• _Source passage_:
Content starts

How do you think this book compliments the University’s values?
Many of Bradford’s students come from very harsh socioeconomic backgrounds where they experienced severe traumatic events. While there, I had challenges accessing trauma-informed counselling within the University’s formal structures, but fortunately I received vital support from a lecturer and friends. This is not to say that the formal systems – such as the Disability Service – have not been beneficial to others. I’m aware that in recent years the University has shown deeper interest in mental health issues and is in the process of implementing several awareness and training programmes for students and staff. But much more needs to be done to improve understanding of the nexus between ACEs/toxic stress and some student’s academic, health and social struggles.
Rohan Bullkin and the Shadows provides insights for critical conversations about some of the questions that are central to the University’s efforts to promote Equality, Diversity and Inclusion, as well as the need for and benefits of trauma-informed pedagogy. But these approaches will only lead to meaningful change if the University takes a bottom-up approach that engages seriously with the experiences of victims and survivors of various types of trauma.
Where can we purchase a copy?
Tell us about your University of Bradford experience
What brought you to UoB for your degree?

Content ends

• _Dataset_:
Content starts

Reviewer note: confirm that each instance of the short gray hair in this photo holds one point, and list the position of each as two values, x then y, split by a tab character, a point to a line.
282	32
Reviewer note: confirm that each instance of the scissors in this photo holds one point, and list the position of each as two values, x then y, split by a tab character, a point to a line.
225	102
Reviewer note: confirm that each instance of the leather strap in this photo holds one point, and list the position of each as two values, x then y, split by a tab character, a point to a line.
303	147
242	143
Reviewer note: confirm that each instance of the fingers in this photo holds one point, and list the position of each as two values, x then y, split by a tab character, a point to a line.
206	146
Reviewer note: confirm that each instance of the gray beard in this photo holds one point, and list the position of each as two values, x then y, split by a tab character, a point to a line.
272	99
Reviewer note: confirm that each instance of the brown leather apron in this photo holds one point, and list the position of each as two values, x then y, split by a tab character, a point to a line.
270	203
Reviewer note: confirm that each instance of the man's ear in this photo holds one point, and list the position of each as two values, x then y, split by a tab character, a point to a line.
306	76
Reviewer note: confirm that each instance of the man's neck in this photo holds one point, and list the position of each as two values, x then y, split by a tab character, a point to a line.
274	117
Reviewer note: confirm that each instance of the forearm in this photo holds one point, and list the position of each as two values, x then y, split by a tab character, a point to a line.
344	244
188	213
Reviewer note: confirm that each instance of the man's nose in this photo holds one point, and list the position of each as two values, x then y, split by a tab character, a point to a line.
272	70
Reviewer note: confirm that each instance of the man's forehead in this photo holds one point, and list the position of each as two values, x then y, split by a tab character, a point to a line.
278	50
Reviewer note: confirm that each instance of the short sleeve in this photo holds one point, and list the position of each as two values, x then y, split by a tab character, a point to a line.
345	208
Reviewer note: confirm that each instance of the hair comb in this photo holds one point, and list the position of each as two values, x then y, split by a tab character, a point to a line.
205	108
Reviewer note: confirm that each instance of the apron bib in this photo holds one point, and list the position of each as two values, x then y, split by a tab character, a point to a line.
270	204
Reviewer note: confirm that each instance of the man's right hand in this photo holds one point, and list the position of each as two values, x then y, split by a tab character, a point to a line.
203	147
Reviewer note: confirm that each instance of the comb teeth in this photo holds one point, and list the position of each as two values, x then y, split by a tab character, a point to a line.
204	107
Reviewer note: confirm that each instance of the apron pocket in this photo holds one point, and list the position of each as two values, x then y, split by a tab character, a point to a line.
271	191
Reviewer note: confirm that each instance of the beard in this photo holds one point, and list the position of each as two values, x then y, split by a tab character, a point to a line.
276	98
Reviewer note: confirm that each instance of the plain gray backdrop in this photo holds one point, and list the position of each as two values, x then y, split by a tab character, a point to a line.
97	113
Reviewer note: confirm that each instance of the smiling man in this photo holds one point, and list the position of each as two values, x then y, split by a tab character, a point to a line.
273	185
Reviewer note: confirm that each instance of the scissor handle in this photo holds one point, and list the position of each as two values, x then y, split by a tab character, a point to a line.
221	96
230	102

Content ends

• _Tasks to perform_:
1 > In the interview about Rohan Bullkin and the Shadows, what did the speaker have trouble accessing within the University's formal structures?
2 > Can you pick up the interview about Rohan Bullkin and the Shadows after its final line and carry it on?

• _Answers provided_:
1 > Trauma-informed counselling.

2 >
I became interested in studying at Bradford after participating in a peacebuilding conference in Rwanda in 2010. Even though the conference focused on geopolitics and state violence, I spent much of my time there thinking about the psychological impacts of familial and interpersonal conflicts. At Bradford, I did autoethnographic work on how storytelling and expressive writing can mitigate the effects of ACEs-induced psychological wounds.
In my dissertation, I wrote about the extreme poverty and abuse I endured as a child, about why I was sub-literate up to the age of 12, and about being forced by my family to live on my own from 14-17. I analysed my traumatic childhood against a backdrop of tangled cultural narratives and histories. My in-depth reading and writing helped me to clarify many harrowing memories. I now have a profound appreciation of my traumatic ordeals, including my own history of aggression and violence. The Bradford experience transformed my life. I’m now healthier and more productive than at any other time in the last eighteen years.
Do you have any special memories from your time in Bradford?
My first children’s book Tata and the Big Bad Bull was published a few months after I started my studies. In June 2018, I launched Tata at the Bradford Literature Festival. I felt honoured to represent the University in this way and for the opportunities to learn from upcoming and established writers.
Advice for aspiring authors
What advice would you give others who are considering writing a book?
Read Anne Lamott’s essay Shitty First Drafts and then listen to Creative Breakthroughs – Ta-Nehisi Coates’ brief interview with The Atlantic. To excel at writing (and life in general) you need to have a good grasp of what ‘draft’ means and embrace it with humility and courage. In his 1984 interview in The Paris Review James Baldwin said a writer’s natural talent is not as important as his/her commitment and persistence. Read, write and rewrite. Persist.